▶ TASK SET
a) Repeat the text on Hilda Palafox's figures word for word between "Hierba mala (literally, ‘bad" and "possibility of creating.", inclusive.
b) Proceed with the text on Hilda Palafox's figures from the point where it stops.

▶ GIVEN PASSAGE
Hierba mala (literally, ‘bad grass’), trepadora (‘creeper’), maleza (‘weed,’ but containing an element of ‘badness’ or ‘evil’), mala mujer (‘bad woman’), and even mala madre (‘bad mother’) are just some of the terms given in Spanish to these plants that reproduce in adverse conditions, that brave the elements, that sting the hands of those trying to pick and clear them out, and that leave their offspring proliferating all around.
Through the strength and robustness of her figures ―forces of nature that nothing can contain―, Hilda Palafox tames the pictorial space and invites us to look at it from another angle, where maternal impulses, for example, have nothing to do with gender and everything to do with the ties of love* and the possibility of creating.
Viviana Kuri
* There is a whole world in our gaze: the plant called mala madre in Spanish is also known as lazo de amor (‘love-knot’).

▶ Point annotation dataset records
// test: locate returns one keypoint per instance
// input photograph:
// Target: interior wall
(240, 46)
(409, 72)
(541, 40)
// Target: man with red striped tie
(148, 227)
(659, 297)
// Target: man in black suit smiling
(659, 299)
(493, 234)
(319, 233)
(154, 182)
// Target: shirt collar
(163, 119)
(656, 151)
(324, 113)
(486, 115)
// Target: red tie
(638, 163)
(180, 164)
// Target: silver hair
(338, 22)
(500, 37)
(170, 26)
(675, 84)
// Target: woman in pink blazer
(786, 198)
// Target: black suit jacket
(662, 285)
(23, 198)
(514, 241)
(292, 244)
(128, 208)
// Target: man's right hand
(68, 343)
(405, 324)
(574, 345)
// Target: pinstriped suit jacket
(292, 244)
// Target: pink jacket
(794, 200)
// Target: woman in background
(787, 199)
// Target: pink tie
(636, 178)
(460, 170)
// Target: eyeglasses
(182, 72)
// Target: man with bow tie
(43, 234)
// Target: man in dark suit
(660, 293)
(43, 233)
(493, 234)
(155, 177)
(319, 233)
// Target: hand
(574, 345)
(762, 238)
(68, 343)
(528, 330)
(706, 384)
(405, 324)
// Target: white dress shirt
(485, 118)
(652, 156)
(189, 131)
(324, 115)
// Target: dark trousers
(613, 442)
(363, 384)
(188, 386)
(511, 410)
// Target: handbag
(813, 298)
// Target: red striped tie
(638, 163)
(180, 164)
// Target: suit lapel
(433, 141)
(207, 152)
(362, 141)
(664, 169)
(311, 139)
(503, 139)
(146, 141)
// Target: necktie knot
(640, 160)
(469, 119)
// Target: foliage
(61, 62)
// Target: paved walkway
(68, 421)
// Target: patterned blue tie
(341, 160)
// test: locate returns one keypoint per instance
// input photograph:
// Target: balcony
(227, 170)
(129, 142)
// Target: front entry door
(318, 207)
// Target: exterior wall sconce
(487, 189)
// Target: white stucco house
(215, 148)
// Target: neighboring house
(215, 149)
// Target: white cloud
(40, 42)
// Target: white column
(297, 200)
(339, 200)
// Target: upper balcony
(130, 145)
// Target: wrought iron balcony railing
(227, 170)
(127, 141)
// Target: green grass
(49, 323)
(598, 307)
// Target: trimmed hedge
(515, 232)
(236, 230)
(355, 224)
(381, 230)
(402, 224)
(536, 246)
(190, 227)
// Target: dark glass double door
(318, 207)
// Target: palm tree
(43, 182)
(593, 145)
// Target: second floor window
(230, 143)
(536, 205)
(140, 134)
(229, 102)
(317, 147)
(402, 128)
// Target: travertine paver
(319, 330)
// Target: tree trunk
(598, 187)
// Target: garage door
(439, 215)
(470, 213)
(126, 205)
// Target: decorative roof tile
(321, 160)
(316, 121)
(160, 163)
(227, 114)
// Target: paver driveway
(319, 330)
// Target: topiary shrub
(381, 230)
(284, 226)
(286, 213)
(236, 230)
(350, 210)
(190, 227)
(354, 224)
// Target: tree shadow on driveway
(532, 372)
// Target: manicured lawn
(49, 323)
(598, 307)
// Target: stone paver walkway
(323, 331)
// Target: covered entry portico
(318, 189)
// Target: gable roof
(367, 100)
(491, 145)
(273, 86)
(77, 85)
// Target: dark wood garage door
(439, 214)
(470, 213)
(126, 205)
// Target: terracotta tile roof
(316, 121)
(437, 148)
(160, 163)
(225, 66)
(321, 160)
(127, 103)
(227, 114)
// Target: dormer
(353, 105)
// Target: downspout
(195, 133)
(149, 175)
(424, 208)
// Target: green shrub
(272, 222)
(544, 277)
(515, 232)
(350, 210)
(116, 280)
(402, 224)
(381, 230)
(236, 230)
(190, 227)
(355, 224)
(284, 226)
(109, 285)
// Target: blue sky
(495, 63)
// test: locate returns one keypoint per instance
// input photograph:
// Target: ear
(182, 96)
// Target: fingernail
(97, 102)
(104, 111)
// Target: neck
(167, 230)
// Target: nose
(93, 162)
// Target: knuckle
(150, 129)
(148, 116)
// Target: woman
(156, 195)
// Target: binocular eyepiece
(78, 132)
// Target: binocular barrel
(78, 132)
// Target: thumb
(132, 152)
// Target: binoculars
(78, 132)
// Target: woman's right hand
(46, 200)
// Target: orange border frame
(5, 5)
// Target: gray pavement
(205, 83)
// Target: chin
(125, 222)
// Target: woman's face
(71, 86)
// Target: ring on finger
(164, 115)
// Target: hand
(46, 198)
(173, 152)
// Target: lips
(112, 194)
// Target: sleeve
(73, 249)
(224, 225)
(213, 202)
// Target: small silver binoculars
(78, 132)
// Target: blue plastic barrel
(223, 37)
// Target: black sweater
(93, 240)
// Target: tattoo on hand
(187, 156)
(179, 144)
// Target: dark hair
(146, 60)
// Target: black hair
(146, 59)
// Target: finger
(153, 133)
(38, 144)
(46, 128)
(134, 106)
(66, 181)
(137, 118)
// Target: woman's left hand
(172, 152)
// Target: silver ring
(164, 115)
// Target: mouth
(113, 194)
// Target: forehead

▶ ANSWERS TO EACH TASK
a)
Hierba mala (literally, ‘bad grass’), trepadora (‘creeper’), maleza (‘weed,’ but containing an element of ‘badness’ or ‘evil’), mala mujer (‘bad woman’), and even mala madre (‘bad mother’) are just some of the terms given in Spanish to these plants that reproduce in adverse conditions, that brave the elements, that sting the hands of those trying to pick and clear them out, and that leave their offspring proliferating all around.
Through the strength and robustness of her figures ―forces of nature that nothing can contain―, Hilda Palafox tames the pictorial space and invites us to look at it from another angle, where maternal impulses, for example, have nothing to do with gender and everything to do with the ties of love* and the possibility of creating.

b)
“With a sense of personal urgency, this set of pieces explores our concept of the body through allegories of its inevitable transformation. In the form of defragmented silhouettes and through the use of natural elements, shadows, and household objects suspended in timeless landscapes, life persists in growing, wild and vigorous, like the weeds springing up through the cracks in the asphalt.
The notion of ‘weed,’ designated hierba mala or maleza in Spanish (both terms of feminine gender, like many other negative concepts, as if all that is perverse in the world had to do with femininity), evokes this rebellious spirit, these beings in control of themselves, who refuse to stay put, who freely expand and unfold, who strip off their gender subjectivity to embrace their own maturity and sexuality.”